I was initially motivated to write this post after reading Matt Zwolinski’s “Six Reasons Libertarians Should Reject the Non-Aggression Principle” and the subsequent discussion it generated. While children’s rights were but a small part of the overall discussion, I found Zwolinski’s understanding of children’s rights under a strict interpretation of the Non-Aggression Principle to be the most interesting.
For starters, I make a few assumptions (NAP, etc.) before coming to a usable libertarian philosophy with respect to children’s rights. To make this post more readable, I have moved those to a separate post.
The interesting quote is this:
“It’s one thing to say that aggression against others is wrong. It’s quite another to say that it’s the only thing that’s wrong – or the only wrong that is properly subject to prevention or rectification by force. But taken to its consistent extreme, as Murray Rothbard took it, the NAP implies that there is nothing wrong with allowing your three year-old son to starve to death, so long as you do not forcibly prevent him from obtaining food on his own. Or, at least, it implies that it would be wrong for others to, say, trespass on your property in order to give the child you’re deliberately starving a piece of bread. This, I think, is a fairly devastating reductio of the view that positive duties may never be coercively enforced. That it was Rothbard himself who presented the reductio, without, apparently, realizing the absurdity into which he had walked, rather boggles the mind.”
This example given by Zwolinski is one of six examples in defense of his claim that the Non-Aggression Principle should be rejected by libertarians. Basically, if the NAP is so obviously unworkable, it should not be a foundational principle of libertarian ideology.
First of all, citing Rothbard and only Rothbard and then dismissing the entire principle is rash. Libertarianism with a lower-case “L” is as “big tent” as any other political ideology. Self-proclaimed libertarians can be, on one end of the spectrum, “left-leaning” and pro-social justice-types, and at the other end of the spectrum, anarchists. And, of course, everything in between. The idea that a fundamental axiom of libertarianism should be rejected simply by virtue of the fact that one person’s view, taken to its (apparent) logical extreme, seems untenable (even if that one person is Rothbard) is simply unfair. If the NAP should be rejected by libertarians, it probably should be shown how every reasonable interpretation of the NAP is flawed – rather than just one person’s view. Just because it’s (allegedly) Rothbard’s view does not mean it’s everyone view, and does not mean it’s right.

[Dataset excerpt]
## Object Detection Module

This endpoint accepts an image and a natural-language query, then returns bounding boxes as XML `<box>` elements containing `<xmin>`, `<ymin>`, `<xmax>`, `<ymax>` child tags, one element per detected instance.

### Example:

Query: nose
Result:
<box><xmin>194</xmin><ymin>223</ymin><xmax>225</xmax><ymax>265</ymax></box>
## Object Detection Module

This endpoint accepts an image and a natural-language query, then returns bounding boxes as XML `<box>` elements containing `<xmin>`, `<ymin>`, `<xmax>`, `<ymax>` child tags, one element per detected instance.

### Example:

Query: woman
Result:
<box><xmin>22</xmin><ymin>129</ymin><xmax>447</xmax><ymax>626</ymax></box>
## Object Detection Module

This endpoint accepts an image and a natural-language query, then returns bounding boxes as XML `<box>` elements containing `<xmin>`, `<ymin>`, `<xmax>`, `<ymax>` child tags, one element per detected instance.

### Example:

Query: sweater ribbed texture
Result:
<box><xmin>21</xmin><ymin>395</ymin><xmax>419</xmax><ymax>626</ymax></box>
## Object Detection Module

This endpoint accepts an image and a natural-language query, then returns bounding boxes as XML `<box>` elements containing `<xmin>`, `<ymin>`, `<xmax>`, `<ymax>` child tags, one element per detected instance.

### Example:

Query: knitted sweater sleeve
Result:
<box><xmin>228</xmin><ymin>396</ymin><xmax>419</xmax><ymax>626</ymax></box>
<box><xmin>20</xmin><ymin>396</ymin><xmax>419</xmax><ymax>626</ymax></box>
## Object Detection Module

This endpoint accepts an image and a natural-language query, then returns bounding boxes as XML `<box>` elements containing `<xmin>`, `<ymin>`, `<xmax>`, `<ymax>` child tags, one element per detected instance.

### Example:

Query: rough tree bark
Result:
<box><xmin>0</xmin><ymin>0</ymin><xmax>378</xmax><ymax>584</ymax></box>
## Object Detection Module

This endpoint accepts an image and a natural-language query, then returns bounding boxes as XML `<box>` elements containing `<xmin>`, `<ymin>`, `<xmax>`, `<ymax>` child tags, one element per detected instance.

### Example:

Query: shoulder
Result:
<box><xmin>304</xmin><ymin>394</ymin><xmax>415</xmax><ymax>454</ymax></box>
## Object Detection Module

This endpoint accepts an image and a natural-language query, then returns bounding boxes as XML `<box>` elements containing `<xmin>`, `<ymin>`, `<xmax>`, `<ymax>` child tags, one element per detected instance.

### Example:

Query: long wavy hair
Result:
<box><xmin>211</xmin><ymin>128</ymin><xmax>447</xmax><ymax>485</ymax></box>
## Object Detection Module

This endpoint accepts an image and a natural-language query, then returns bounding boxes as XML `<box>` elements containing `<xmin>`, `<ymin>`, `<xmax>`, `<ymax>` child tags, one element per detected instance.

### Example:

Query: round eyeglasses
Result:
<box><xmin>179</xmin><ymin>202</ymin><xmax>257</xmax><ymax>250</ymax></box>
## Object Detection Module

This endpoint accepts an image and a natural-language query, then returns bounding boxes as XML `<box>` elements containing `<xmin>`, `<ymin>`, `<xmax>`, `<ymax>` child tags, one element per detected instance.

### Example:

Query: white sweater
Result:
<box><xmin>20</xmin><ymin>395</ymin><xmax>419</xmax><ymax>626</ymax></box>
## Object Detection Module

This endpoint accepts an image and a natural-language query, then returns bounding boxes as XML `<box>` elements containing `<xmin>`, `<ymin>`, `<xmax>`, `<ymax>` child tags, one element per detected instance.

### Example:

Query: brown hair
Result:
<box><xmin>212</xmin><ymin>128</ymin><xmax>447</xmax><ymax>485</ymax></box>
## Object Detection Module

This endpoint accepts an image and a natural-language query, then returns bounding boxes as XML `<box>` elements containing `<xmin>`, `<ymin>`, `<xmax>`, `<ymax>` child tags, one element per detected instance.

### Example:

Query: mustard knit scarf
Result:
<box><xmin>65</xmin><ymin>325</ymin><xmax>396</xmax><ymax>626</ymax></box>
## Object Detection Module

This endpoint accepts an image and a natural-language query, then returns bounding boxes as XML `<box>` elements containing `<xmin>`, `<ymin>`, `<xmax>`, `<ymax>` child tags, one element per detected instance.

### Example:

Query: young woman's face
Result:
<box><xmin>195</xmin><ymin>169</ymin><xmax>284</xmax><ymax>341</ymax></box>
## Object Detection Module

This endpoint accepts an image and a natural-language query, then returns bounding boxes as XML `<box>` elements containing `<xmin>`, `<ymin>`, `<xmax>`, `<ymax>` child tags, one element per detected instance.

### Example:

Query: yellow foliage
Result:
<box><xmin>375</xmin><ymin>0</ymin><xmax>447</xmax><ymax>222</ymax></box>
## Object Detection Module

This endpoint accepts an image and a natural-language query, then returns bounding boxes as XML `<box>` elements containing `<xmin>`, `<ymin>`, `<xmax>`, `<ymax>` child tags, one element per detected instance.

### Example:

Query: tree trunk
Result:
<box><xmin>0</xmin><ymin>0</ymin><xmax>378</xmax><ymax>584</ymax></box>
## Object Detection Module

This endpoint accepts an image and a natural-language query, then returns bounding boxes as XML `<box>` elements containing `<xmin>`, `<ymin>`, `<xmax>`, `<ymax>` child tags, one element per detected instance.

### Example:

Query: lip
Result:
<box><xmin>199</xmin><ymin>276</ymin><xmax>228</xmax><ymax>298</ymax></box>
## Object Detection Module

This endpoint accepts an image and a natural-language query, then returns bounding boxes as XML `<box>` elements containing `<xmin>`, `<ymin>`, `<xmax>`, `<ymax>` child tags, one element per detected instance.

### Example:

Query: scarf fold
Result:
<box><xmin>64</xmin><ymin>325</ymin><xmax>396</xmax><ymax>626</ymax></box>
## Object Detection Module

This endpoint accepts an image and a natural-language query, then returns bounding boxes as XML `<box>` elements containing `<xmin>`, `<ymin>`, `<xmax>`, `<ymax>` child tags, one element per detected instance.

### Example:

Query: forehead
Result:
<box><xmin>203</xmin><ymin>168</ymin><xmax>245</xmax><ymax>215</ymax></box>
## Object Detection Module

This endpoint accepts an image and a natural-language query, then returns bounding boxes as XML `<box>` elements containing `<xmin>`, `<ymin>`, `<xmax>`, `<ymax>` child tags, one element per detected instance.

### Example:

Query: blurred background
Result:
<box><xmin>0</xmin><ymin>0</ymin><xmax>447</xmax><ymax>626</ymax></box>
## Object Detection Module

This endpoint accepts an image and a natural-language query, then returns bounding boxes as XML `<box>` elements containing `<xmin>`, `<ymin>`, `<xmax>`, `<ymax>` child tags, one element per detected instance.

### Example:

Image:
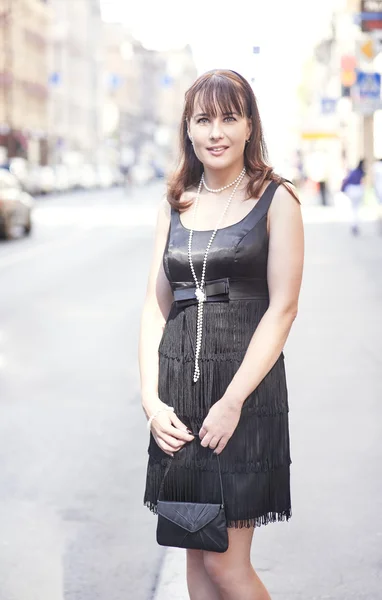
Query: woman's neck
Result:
<box><xmin>204</xmin><ymin>164</ymin><xmax>244</xmax><ymax>190</ymax></box>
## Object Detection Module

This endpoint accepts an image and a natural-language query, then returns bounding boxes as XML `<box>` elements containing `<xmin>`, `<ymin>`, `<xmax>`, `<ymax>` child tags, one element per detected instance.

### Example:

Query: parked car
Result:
<box><xmin>0</xmin><ymin>169</ymin><xmax>34</xmax><ymax>239</ymax></box>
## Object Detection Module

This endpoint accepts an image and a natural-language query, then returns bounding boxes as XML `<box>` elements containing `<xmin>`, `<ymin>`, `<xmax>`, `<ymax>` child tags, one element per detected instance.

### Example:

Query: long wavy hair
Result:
<box><xmin>167</xmin><ymin>69</ymin><xmax>298</xmax><ymax>212</ymax></box>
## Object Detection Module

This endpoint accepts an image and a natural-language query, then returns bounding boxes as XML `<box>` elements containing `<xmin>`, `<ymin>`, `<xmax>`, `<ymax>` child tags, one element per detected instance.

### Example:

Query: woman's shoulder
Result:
<box><xmin>175</xmin><ymin>191</ymin><xmax>197</xmax><ymax>212</ymax></box>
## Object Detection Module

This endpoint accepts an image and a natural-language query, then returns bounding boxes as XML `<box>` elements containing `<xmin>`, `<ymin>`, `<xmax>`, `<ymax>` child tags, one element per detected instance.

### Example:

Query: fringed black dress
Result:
<box><xmin>144</xmin><ymin>182</ymin><xmax>291</xmax><ymax>527</ymax></box>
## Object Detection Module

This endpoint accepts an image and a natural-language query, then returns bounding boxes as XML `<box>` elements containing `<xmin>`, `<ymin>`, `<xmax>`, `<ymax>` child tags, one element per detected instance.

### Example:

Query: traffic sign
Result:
<box><xmin>357</xmin><ymin>38</ymin><xmax>375</xmax><ymax>62</ymax></box>
<box><xmin>352</xmin><ymin>71</ymin><xmax>382</xmax><ymax>115</ymax></box>
<box><xmin>371</xmin><ymin>29</ymin><xmax>382</xmax><ymax>55</ymax></box>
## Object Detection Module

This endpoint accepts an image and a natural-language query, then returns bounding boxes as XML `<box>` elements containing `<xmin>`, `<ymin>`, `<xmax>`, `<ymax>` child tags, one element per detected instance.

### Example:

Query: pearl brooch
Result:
<box><xmin>188</xmin><ymin>167</ymin><xmax>245</xmax><ymax>383</ymax></box>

[Written exercise A]
Quote the post on the Non-Aggression Principle word for word, between "I was initially" and "a separate post.", inclusive.
[Written exercise B]
According to the post on the Non-Aggression Principle, how many examples does Zwolinski give to defend his claim that libertarians should reject the principle?

[Complete output A]
I was initially motivated to write this post after reading Matt Zwolinski’s “Six Reasons Libertarians Should Reject the Non-Aggression Principle” and the subsequent discussion it generated. While children’s rights were but a small part of the overall discussion, I found Zwolinski’s understanding of children’s rights under a strict interpretation of the Non-Aggression Principle to be the most interesting.
For starters, I make a few assumptions (NAP, etc.) before coming to a usable libertarian philosophy with respect to children’s rights. To make this post more readable, I have moved those to a separate post.

[Complete output B]
Six.